* Text segment *
━━━
THE MOTHER’S POSITION

  1. Although the mother’s initiating application sought a discharge of existing parenting orders and a change of residence such that the child was to live with her in Tasmania, her counsel opened her case on the basis that she was no longer seeking that. On the contrary, she was seeking to resume the relationship with the child generally. 

  2. Precisely, the mother sought the following orders:

    4.   That the Child spend time and communicate with the mother as follows:

    4.1From the first available flight after 4:00 pm on Friday until the first available flight after 6:00 pm on Sunday each alternate weekend commencing 31st October 2008 (extending to include any public holiday or curriculum day that falls on either side of the weekend that the child is to be with the mother.

    4.2The first half of all school term holidays commencing at the first available flight after 4:00 pm on the last day of school until the first available flight after 6:00 pm on the middle Sunday of the school holidays;

    4.3Each ‘even’ calendar year; the first half of the long summer school holiday from the first available flight after 4:00 pm on the last day of school until the first available flight after 6:00 pm on the middle Sunday of the long summer school holiday commencing on 19th December 2008.

    4.4Each ‘odd’ calendar year; the second half of the long summer school holiday from the first available flight after 4:00 pm on the middle Saturday of the long summer school holiday until the first available flight after 6:00 pm on the second last day  of the long summer school holidays.

    4.5Each Mother’s Day weekend from the first available flight after 4:00 pm on Friday until the first available flight after 6:00 pm on Sunday.

    4.6Each child’s Birthday commencing […] September 2009 Child will spend time with the mother from 3:00 pm until 9:00 pm.  Whereby the Mother will travel to Victoria for the purpose of this contact visit at her own costs.

    (a)On school days the mother will collect the Child from the Child’s School at the conclusion of the school and return the Child at 9:00 pm at [M]Police Station.

    (b)On the weekends the Mother will collect the Child at 3:00 pm from the [M] Police Station and return the Child back at 9:00 at the [M] Police Station.

    4.7The Child will travel to Tasmania for Mother’s University Graduation Day at the costs to the mother.  Mother to advise the father in writing with the Child’s flight itinerary 4 weeks in advance.

    4.8Save for paragraphs 4.6 and 4.7 until [the child’s birthday in] September 2009 the Child will travel from Melbourne to Tasmania as “unaccompanied minor” on Virgin Blue or Qantas Airlines, or any other such Airline that provides “unaccompanied minor” service.  After [the child’s birthday in] September 2009 the child will turn 12 years of age and will be able to travel alone for contact visits with the mother.
━━━
* Instructions *
(a) Give again the stretch of the text on the mother's position from "(b)On the weekends" through "[M] Police Station.".
(b) According to the text on the mother's position, what age will the child turn after the birthday in September 2009?
(c) Go on with the text on the mother's position, starting after its last sentence.

* Given entries *
━━━
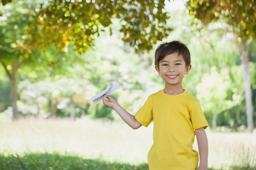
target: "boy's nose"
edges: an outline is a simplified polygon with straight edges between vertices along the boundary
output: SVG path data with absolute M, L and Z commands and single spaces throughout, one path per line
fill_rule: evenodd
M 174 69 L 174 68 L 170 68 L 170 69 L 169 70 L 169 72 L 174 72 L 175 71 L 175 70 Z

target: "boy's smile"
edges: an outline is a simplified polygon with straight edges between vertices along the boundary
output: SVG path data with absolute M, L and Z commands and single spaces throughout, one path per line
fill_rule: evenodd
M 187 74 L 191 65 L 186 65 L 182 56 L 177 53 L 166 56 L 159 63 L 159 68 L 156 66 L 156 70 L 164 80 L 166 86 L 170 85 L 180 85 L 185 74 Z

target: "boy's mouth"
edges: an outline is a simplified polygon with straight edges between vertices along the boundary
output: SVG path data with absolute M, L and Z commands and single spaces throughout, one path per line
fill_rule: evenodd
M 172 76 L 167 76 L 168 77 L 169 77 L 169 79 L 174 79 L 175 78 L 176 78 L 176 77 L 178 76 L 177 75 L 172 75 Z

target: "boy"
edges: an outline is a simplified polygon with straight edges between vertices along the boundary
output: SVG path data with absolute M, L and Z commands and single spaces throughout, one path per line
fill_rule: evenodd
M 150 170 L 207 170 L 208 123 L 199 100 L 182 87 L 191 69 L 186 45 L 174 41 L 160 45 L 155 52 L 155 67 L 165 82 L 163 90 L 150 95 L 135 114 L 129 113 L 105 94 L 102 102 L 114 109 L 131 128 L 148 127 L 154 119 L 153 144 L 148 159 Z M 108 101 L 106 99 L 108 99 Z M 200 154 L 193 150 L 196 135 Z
━━━
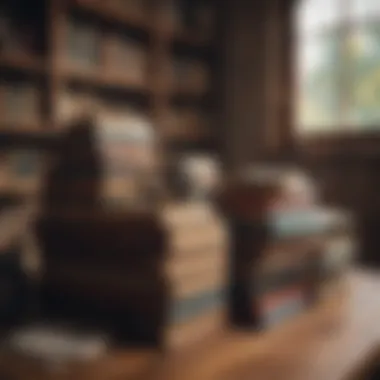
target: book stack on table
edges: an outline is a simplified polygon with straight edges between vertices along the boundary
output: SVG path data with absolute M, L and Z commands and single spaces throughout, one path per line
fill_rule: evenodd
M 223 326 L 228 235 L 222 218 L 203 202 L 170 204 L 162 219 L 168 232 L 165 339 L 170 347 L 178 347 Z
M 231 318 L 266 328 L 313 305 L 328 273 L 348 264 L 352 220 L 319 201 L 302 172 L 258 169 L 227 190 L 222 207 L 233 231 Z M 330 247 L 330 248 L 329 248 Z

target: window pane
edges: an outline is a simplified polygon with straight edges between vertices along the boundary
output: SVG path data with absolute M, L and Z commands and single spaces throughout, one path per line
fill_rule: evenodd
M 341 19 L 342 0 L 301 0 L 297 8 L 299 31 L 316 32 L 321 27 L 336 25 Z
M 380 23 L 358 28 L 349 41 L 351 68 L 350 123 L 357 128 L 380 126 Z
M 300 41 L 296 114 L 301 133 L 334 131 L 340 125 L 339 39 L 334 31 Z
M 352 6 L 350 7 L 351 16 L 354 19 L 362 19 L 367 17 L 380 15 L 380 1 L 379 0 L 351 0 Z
━━━
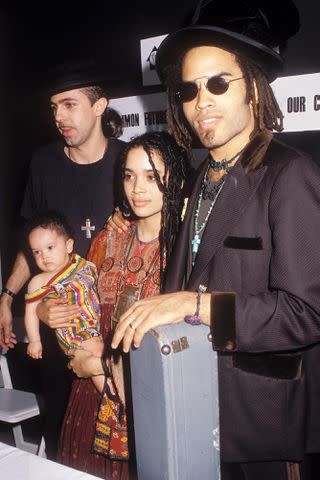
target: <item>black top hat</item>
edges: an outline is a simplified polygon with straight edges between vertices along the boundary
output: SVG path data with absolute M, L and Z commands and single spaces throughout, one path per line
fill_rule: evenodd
━━━
* Results for each task *
(a)
(b)On the weekends the Mother will collect the Child at 3:00 pm from the [M] Police Station and return the Child back at 9:00 at the [M] Police Station.

(b) 12 years of age.

(c)
    4.9That until 30th June 2010 the father will pay for all the Child’s travelling costs for the purpose of contact visit with the Child’s Mother.

    4.10Commencing 1st July 2010 the mother will pay for all the child’s travelling costs for the purpose of contact visits with the Child’s Mother.  Whereby the full costs of the travelling expenses for the purpose of contact visits will be subtracted from the Child Support Payments.

    4.11Until 1st July 2010 the father will book the flights for the purpose of contact visits minimum 4 weeks in advance and accordingly provide the copies of the Child’s itinerary to the mother.  The mother is required to do the same after 1st July 2010.

  3. There were other orders sought by the mother but they are not significant.  There was little or no evidence led that could lead me to make orders outside of those sought by the mother in paragraph 4.1-4.11 as I have set them out above.

  4. The mother’s evidence in chief was set out in an affidavit that she prepared herself. Not all of that was relied upon and I shall return in some detail to what she said below.

  5. The mother also relied upon affidavits of Mr E, Mr L, and Mr K.  None of those witnesses was required for cross-examination and I shall refer to their evidence below.  The mother also filed two affidavits by Ms B on 13 March 2008 and 23 May 2008.  Ms B is a psychologist in Tasmania and gave evidence by telephone during which she was cross-examined.  I shall return to her evidence.

  6. On the first day of the hearing, there was considerable discussion about the fact that I did not have any evidence of an assessment undertaken by a Dr R who is a psychiatrist in Tasmania.  There was no dispute that the mother had sought an opinion from Dr R.  I permitted that evidence to be called without any of the parties having been provided with an affidavit, proof of evidence or even opportunity to inspect the psychiatrist’s notes. 

THE FATHER’S POSITION

  1. The father’s position in his written application was effectively that the Court return to the orders of Guest J.  His counsel however departed from that saying that his client wanted all contact between the mother and the child to cease only to be revisited when an appropriate assessment by a psychiatrist was made.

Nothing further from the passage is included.